◆ PROBLEM REQUIREMENTS: Please print each record that follows precisely as it appears.

[Stored data entries]

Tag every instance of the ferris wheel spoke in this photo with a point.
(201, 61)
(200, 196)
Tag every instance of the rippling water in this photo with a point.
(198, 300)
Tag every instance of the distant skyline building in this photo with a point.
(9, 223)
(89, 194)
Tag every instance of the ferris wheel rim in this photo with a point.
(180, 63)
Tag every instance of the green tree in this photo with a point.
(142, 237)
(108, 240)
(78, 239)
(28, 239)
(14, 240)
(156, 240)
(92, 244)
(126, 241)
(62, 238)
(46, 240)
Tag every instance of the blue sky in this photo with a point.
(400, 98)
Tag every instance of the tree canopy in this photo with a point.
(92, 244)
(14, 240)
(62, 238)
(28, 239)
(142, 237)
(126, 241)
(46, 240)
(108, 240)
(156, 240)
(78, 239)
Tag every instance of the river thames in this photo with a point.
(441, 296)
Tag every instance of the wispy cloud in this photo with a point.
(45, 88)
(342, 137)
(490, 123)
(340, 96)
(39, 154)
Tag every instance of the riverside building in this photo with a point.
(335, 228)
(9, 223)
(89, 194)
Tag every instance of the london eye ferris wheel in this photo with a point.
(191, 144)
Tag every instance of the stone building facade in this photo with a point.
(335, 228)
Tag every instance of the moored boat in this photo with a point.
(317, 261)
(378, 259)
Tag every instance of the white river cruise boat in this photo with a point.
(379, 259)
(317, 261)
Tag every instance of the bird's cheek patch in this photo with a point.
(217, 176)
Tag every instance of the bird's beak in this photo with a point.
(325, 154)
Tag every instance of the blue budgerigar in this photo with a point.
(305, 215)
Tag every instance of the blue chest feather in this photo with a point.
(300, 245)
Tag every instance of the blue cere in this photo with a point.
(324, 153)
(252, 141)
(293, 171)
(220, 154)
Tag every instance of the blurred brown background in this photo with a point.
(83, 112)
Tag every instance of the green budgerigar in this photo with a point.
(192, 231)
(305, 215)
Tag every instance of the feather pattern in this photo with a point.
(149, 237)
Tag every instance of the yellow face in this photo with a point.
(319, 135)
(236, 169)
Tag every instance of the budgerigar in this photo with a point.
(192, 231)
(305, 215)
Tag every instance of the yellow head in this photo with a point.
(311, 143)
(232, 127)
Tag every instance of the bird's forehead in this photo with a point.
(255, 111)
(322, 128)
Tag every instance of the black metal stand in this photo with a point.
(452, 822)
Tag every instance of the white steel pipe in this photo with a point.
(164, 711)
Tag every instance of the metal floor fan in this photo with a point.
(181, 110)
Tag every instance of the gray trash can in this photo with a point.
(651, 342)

◆ WRITTEN ANSWER:
Tag every instance of the ferris wheel spoke in this photo with a point.
(201, 61)
(200, 196)
Tag every instance of the rippling water in this photo with a point.
(198, 300)
Tag every instance of the distant skyline building in this photo with a point.
(9, 223)
(89, 194)
Tag every instance of the ferris wheel rim in this photo with a point.
(180, 63)
Tag every instance of the green tree in this photo with a point.
(142, 237)
(108, 240)
(78, 239)
(28, 239)
(14, 240)
(156, 240)
(92, 244)
(126, 241)
(62, 238)
(46, 240)
Tag every instance of the blue sky in this photo with a point.
(400, 98)
Tag every instance of the tree canopy in this photo with a point.
(92, 244)
(14, 240)
(62, 238)
(28, 239)
(142, 237)
(126, 241)
(46, 240)
(108, 240)
(156, 240)
(78, 239)
Tag every instance of the river thames in this photo with a point.
(441, 296)
Tag every instance of the wispy cloud in this photo with a point.
(45, 88)
(342, 137)
(490, 123)
(340, 96)
(39, 154)
Tag every instance of the riverside building in this photo with a point.
(335, 228)
(9, 223)
(89, 194)
Tag every instance of the london eye ferris wheel in this photo with a point.
(191, 144)
Tag every instance of the stone building facade in this photo with a point.
(335, 228)
Tag every instance of the moored boat in this photo with a point.
(317, 261)
(378, 259)
Tag every instance of the white river cruise boat in this photo with a point.
(379, 259)
(317, 261)
Tag every instance of the bird's cheek patch in this photo with a point.
(217, 176)
Tag every instance of the bird's beak in this photo with a point.
(325, 154)
Tag every instance of the blue budgerigar in this photo with a point.
(305, 215)
Tag every instance of the blue chest feather in this photo with a point.
(300, 245)
Tag every instance of the blue cere in this photo with a point.
(324, 153)
(252, 141)
(293, 171)
(220, 154)
Tag every instance of the blurred brown background in this photo with a point.
(83, 112)
Tag every instance of the green budgerigar in this photo with a point.
(192, 231)
(305, 215)
Tag every instance of the feather pattern in this photo with a point.
(149, 237)
Tag every instance of the yellow face in this photo with a point.
(319, 135)
(236, 169)
Tag every instance of the budgerigar in this photo with a point.
(192, 231)
(305, 215)
Tag every instance of the yellow head in this photo with a point.
(311, 143)
(232, 127)
Tag every instance of the bird's forehead in this photo with a point.
(255, 111)
(322, 128)
Tag every instance of the black metal stand in this photo with a point.
(452, 822)
Tag every instance of the white steel pipe in this photo with a point.
(164, 711)
Tag every instance of the metal floor fan in this photo with a point.
(181, 110)
Tag every instance of the gray trash can in this photo with a point.
(651, 342)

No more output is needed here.